Records from a data collection:
++++++++

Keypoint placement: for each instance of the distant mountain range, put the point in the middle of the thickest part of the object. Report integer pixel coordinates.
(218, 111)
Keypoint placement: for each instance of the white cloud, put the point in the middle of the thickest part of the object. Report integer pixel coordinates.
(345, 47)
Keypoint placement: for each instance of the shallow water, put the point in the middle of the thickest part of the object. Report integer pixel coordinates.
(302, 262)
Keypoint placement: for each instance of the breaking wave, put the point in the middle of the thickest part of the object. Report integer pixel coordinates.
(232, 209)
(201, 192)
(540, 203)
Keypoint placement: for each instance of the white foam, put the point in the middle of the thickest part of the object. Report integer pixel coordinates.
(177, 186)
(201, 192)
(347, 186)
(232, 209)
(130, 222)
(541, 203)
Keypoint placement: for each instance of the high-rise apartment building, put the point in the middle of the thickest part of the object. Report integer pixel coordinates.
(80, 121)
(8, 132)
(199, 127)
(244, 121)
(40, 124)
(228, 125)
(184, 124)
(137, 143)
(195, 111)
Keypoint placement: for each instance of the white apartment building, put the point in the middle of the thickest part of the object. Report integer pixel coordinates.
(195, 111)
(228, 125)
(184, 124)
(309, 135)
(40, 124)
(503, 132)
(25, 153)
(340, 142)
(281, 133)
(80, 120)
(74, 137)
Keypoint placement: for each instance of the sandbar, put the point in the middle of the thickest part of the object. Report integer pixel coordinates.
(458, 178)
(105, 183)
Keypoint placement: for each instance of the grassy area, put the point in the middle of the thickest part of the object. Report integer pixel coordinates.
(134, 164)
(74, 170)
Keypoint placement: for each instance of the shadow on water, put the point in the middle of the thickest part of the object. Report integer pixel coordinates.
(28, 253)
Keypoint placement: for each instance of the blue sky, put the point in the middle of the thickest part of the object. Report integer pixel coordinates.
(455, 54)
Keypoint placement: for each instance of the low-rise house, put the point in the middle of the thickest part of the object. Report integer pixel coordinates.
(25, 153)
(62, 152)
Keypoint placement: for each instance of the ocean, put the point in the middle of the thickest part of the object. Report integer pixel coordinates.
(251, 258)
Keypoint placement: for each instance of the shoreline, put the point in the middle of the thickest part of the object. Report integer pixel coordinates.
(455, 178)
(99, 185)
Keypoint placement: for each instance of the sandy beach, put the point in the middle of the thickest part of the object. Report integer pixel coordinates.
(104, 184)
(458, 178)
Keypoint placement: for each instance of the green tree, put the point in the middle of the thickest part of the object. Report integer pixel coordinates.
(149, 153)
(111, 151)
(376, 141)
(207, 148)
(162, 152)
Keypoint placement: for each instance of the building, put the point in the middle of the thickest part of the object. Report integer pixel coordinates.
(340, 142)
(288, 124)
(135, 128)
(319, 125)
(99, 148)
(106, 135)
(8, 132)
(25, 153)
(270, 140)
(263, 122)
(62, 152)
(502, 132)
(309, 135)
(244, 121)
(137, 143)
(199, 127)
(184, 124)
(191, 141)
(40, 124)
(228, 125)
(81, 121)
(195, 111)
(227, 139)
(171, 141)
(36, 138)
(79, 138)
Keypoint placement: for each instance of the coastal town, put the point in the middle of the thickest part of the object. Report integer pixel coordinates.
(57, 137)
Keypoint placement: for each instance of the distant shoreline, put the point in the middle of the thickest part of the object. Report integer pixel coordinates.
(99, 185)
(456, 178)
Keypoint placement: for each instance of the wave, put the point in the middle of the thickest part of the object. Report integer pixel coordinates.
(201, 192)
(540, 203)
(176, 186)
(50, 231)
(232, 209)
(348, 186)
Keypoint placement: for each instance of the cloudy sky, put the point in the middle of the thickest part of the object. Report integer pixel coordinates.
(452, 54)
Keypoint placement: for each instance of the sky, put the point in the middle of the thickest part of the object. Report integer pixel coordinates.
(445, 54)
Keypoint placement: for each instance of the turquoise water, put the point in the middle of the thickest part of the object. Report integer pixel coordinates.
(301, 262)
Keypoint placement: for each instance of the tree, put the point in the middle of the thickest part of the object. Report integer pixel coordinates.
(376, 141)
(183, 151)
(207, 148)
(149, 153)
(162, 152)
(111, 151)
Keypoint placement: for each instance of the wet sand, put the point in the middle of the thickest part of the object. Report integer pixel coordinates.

++++++++

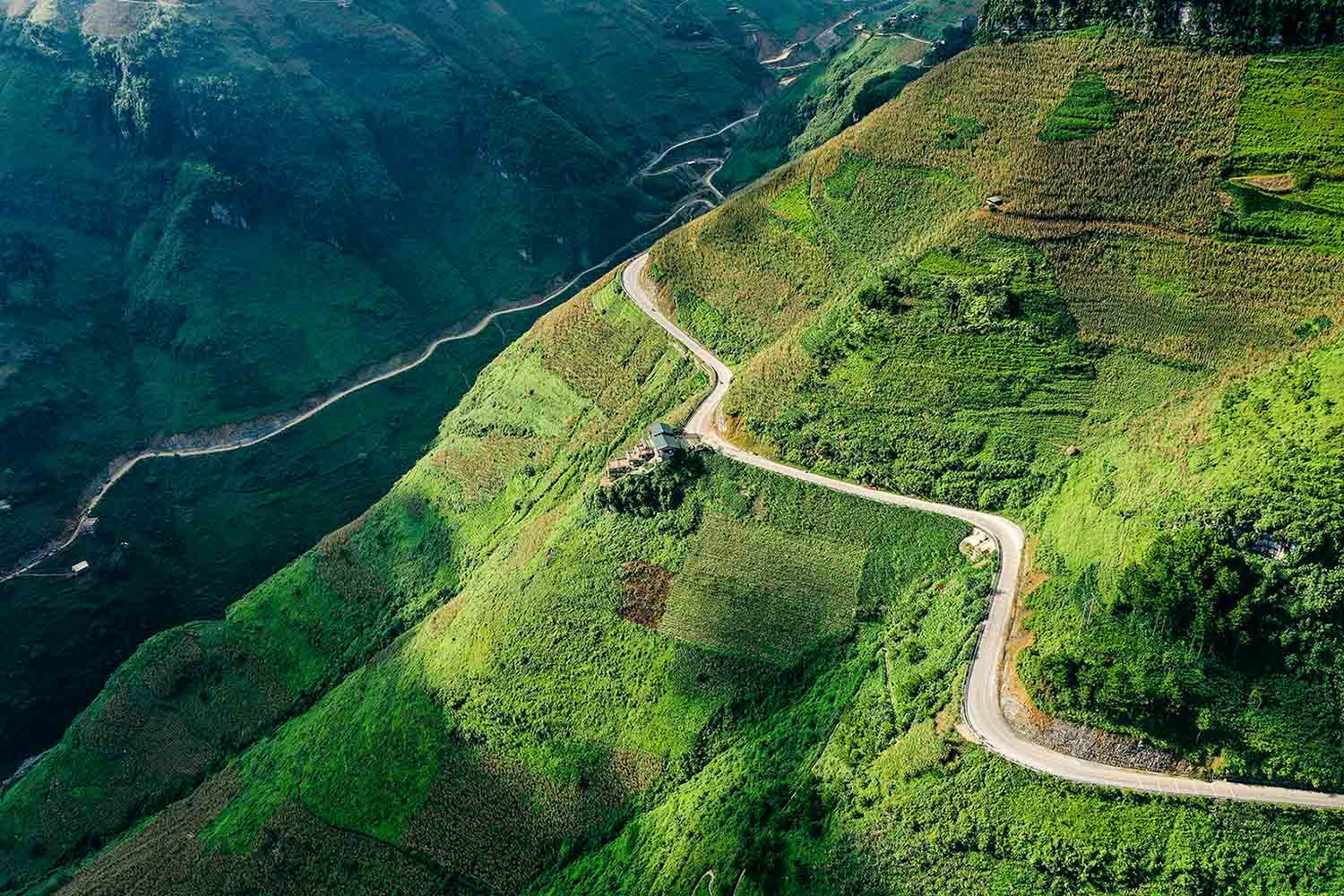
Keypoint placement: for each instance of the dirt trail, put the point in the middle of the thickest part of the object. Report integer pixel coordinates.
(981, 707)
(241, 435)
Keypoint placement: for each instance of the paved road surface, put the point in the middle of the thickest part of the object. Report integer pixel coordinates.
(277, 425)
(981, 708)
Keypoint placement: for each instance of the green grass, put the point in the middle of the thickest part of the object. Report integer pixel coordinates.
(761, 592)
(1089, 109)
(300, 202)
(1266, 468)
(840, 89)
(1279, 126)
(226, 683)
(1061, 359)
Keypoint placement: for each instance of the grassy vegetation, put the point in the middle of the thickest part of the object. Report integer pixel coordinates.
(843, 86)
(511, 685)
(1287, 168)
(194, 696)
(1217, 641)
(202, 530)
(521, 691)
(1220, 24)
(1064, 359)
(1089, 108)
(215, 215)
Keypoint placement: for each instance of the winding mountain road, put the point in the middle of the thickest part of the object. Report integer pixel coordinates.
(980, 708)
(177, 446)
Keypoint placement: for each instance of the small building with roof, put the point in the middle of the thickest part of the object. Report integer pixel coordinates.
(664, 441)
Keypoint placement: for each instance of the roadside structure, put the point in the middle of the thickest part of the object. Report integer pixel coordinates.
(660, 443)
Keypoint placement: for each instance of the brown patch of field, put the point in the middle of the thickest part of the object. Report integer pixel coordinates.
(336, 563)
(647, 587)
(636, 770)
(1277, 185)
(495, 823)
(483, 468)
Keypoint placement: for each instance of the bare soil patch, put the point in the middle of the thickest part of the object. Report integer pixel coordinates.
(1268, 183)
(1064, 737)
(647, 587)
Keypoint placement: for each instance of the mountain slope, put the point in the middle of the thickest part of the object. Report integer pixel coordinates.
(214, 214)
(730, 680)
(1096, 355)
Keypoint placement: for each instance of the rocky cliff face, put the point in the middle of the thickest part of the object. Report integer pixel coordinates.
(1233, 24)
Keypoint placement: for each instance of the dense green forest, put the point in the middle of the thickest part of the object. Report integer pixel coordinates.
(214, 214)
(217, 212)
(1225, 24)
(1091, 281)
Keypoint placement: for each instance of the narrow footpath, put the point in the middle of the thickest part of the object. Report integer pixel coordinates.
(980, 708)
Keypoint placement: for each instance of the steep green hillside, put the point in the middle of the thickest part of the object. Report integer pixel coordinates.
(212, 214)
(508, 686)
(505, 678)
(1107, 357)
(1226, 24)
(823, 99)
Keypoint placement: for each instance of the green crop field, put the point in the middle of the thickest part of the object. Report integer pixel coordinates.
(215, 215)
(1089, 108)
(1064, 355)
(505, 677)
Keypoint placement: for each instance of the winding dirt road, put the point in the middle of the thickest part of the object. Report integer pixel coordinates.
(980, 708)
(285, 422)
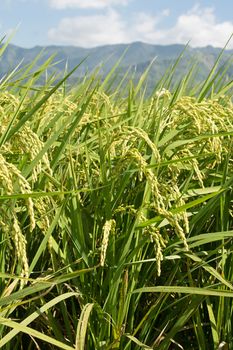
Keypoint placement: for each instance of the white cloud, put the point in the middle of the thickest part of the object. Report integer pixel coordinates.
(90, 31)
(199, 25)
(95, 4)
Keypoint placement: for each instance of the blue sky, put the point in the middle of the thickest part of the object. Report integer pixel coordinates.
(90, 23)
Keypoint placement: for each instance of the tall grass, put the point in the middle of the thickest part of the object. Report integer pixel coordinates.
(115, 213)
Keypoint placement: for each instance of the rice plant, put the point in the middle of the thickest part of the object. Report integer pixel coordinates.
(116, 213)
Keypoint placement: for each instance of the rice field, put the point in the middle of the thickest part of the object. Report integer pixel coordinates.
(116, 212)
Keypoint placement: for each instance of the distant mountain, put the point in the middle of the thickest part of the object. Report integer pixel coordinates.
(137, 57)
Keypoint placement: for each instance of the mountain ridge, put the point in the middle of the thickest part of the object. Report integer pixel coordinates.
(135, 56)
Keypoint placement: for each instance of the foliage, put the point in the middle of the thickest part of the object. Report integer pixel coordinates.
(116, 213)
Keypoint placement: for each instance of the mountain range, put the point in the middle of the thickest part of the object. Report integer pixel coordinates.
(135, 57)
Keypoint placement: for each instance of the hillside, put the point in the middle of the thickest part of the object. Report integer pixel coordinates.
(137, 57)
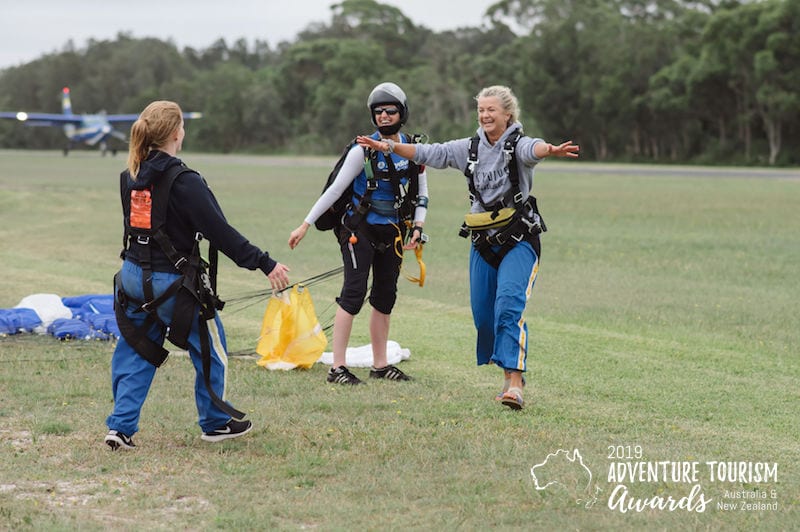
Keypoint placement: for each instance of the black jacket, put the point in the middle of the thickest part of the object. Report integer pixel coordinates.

++++++++

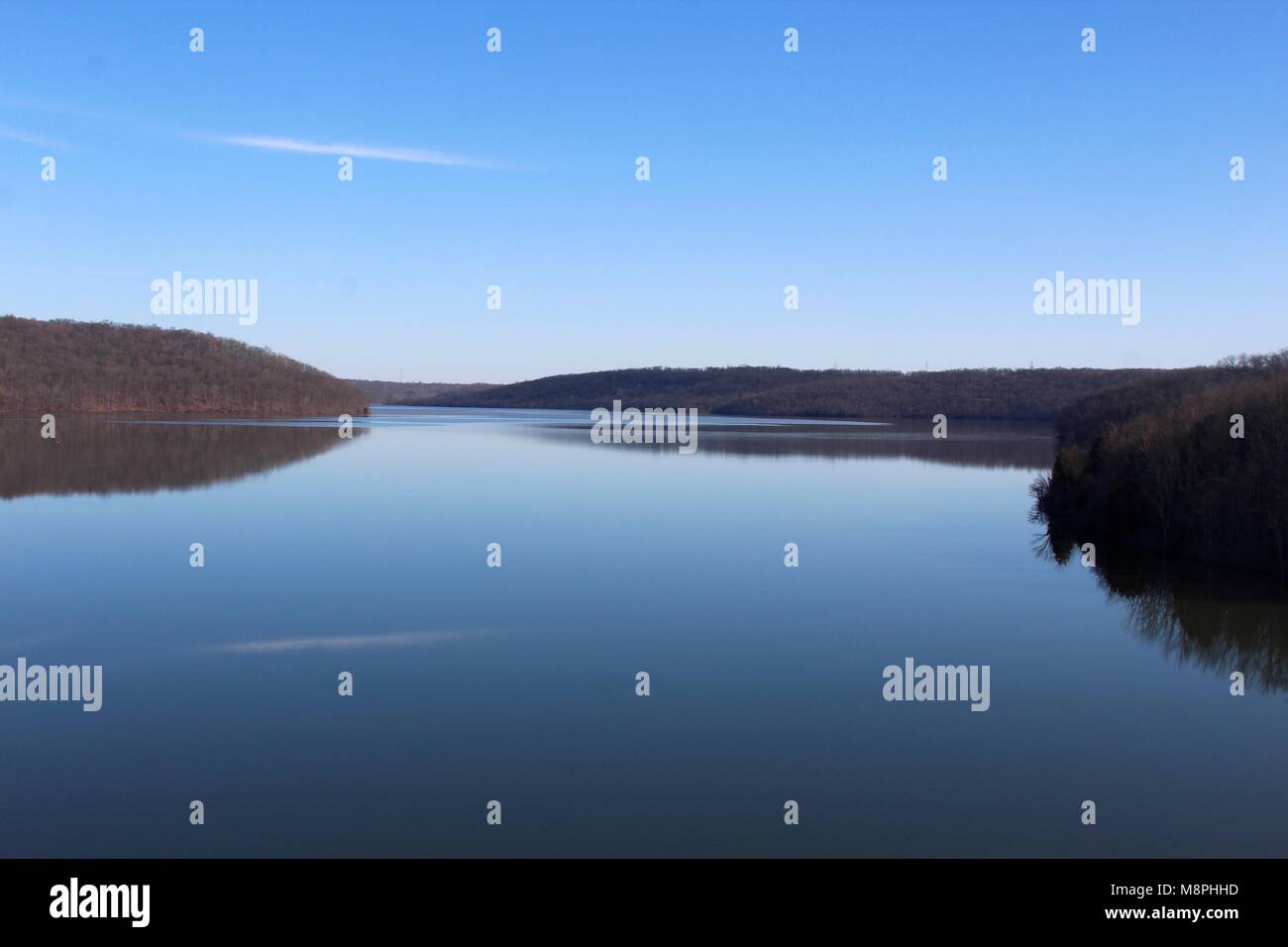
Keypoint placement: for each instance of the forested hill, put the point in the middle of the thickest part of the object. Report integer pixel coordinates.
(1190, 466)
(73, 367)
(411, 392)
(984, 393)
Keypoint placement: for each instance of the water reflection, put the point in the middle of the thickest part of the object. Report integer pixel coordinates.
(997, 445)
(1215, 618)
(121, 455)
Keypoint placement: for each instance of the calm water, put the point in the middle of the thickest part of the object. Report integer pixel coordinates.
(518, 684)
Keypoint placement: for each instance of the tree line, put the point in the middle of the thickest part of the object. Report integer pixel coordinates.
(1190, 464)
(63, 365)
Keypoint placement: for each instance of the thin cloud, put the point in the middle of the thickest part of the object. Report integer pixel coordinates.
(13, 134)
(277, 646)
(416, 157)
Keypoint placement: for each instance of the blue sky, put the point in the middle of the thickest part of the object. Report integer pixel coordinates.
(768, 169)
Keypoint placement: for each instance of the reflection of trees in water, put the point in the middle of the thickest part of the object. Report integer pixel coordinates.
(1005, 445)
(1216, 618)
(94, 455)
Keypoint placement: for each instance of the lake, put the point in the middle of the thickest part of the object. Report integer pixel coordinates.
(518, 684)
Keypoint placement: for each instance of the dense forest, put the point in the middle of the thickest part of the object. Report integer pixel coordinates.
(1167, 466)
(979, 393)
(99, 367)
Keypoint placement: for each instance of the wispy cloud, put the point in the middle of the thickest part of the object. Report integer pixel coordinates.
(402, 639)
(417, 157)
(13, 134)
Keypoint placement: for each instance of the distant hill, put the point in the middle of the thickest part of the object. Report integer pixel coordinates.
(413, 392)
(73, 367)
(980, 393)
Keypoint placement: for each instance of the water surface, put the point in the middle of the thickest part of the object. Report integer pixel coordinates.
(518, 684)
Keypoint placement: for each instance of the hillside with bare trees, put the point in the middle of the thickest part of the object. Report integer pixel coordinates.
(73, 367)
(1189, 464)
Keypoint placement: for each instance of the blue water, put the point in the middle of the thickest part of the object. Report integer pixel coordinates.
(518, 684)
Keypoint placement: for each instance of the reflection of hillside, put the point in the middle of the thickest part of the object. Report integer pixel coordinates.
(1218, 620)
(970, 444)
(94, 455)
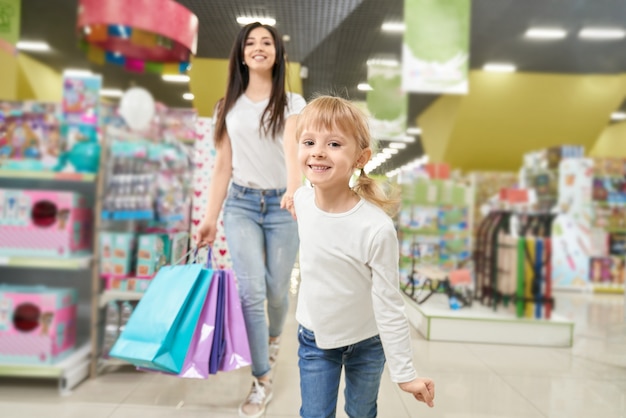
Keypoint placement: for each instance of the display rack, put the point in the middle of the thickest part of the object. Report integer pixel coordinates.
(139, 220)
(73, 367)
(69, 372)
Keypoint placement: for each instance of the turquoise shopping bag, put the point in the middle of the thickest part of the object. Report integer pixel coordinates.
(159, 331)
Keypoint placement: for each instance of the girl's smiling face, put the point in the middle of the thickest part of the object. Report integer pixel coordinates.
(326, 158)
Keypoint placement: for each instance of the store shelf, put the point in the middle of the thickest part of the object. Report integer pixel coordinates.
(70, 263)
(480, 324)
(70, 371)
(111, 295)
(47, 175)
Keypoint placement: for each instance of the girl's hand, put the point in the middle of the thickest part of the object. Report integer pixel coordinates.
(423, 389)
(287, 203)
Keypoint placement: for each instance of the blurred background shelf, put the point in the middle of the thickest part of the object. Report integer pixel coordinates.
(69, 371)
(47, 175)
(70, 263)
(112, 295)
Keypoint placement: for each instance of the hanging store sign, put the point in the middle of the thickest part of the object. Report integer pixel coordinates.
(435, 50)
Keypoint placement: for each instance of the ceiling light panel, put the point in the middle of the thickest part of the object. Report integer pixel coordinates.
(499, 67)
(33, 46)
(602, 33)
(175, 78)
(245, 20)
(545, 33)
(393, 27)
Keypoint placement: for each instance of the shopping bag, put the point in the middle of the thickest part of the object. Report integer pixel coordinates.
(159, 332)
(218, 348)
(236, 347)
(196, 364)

++++++++

Task to carry out:
Find each line in the records above that contains the word "dense" and copy those lines out in full.

Task answer:
Keypoint placement: for each instance of the dense green forest, put the point in the middle of the thickest part of the object. Report integer pixel coordinates.
Keypoint placement: for each instance of the dense forest, put the point in the middle of the thickest part of the object. Report integer pixel coordinates.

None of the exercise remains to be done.